Exercise passage:

+ + + + + + +

The Importance of Semi-Truck Repair Loans
Recently, the trucking market has taken a nosedive due to the severe vehicle and parts shortage that has been wreaking havoc since 2020. With the current inventory not meeting industry demands, the market for these vehicles has become insanely competitive. In fact, in July of this year, Class 8 vehicles and other heavy-duty trucks sold rapidly while their prices spiked at a year-over-year rate. According to the ACT, unit sales went up by 26.6% compared to last year’s numbers and prices of Class 8 vehicles increased by at least $77,000. Unfortunately, due to the current state of the world, there’s no guarantee as to when inventory or prices will balance back out.
Those who already have a running rig have an advantage over the new drivers entering the buying and selling arena. However, if your truck breaks down and is in need of parts or a serious repair, you may find yourself in the same situation as green truckers.
The truth about used truck repairs
On average, a single truck driver travels anywhere from 45,000 to 100,000 miles per year. And with working hours and delivery demands regularly increasing, it can be easy to forget about scheduling regular or preventive maintenance. However, for used trucks, care is crucial for keeping your rig on the road, especially amid the current inventory shortage.
It’s also important to prepare and plan for the inevitable repairs that come with owning a used or older truck. As an owner/operator, it’s vital to keep essential tools in your cab so you can solve common repairs on the fly and stay on schedule.
The most common used truck repairs include:
- Brake issues
- Diesel emissions repairs
- Engine overheating
- Starter failure
- Tire repairs
- U-joint failure
- Wheel bearings
If you want to be extra careful, be sure to prepare your vehicle for the various seasons and the weather conditions that come with them, like high temperatures in the summer and icy roadways in the winter.
The impact of the vehicle shortage
As previously mentioned, since the start of the COVID-19 pandemic, automotive manufacturers and parts manufacturers have been battling a labor decline and production delays brought on by the effects of the coronavirus. These obstacles eventually caused a massive vehicle and parts shortage that still affects dealers and consumers globally. Once cases declined and businesses began reopening, manufacturers assumed they’d be able to ramp up production and compensate for the lack of product. However, they did not anticipate their suppliers being hit by a wave of various natural disasters, further causing more closures and setbacks. Dealers saw no end in sight and began offering extreme incentives and personalized financing plans to move stagnant inventory, not realizing they’d be left with virtually nothing in the way of new and used stock. This move ultimately solidified the shortage that companies and consumers are still battling to this day.

+ + + + + + +

Material supplied:
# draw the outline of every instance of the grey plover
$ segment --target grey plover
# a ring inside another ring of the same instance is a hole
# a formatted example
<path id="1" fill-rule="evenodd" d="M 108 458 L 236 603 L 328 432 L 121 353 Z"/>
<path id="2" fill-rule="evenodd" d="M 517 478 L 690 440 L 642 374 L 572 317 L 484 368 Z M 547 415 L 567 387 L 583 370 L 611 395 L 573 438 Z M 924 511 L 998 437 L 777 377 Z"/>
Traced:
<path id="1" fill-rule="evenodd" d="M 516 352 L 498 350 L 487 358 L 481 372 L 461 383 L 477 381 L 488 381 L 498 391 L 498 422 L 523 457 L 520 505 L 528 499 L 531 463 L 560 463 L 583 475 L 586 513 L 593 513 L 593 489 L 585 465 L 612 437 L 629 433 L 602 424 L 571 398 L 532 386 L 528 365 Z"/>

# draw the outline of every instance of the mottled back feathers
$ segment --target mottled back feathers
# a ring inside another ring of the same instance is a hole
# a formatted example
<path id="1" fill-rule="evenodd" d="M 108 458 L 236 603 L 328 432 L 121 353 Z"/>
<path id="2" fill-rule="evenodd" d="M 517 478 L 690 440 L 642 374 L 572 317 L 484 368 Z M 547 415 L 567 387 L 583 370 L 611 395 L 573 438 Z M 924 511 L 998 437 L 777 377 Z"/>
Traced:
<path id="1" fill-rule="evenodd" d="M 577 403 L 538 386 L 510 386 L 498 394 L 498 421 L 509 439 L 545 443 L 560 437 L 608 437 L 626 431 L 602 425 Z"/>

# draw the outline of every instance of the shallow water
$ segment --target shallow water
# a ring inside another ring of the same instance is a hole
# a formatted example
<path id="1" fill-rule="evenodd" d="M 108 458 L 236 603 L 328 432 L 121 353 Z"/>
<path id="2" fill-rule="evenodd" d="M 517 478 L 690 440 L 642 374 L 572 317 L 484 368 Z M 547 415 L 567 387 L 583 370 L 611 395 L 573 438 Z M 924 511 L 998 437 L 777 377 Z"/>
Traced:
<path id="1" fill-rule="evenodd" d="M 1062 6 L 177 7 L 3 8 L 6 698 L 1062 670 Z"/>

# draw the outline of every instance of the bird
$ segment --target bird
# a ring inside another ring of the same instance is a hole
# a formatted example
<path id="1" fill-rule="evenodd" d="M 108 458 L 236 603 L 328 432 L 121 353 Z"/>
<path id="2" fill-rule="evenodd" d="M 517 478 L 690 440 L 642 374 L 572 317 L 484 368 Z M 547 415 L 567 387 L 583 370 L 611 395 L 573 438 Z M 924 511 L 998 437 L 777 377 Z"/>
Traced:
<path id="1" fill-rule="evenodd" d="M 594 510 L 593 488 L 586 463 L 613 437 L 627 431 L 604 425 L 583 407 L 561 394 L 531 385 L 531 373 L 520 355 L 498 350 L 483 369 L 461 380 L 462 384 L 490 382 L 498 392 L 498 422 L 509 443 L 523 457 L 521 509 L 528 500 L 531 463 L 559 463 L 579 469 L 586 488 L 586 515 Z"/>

+ + + + + + +

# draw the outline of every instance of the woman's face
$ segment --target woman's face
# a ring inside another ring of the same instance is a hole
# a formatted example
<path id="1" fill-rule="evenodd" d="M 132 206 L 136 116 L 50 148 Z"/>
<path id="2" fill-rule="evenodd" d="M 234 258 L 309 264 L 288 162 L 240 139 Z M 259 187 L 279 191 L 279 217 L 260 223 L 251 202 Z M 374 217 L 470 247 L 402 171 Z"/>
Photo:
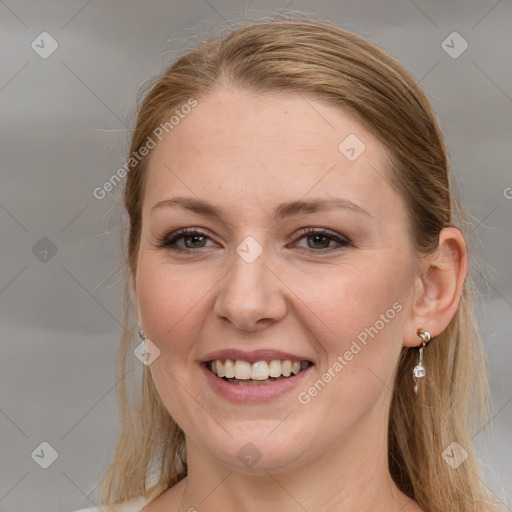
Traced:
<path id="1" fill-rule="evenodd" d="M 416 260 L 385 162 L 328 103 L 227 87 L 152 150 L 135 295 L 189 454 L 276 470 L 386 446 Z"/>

+ + + + + + +

What the task asks: Write out the portion of the semi-truck repair loan text starting at "The truth about" and ending at "current inventory shortage.", reproducing it word for word. These records have no connection to the text.

Your solution:
The truth about used truck repairs
On average, a single truck driver travels anywhere from 45,000 to 100,000 miles per year. And with working hours and delivery demands regularly increasing, it can be easy to forget about scheduling regular or preventive maintenance. However, for used trucks, care is crucial for keeping your rig on the road, especially amid the current inventory shortage.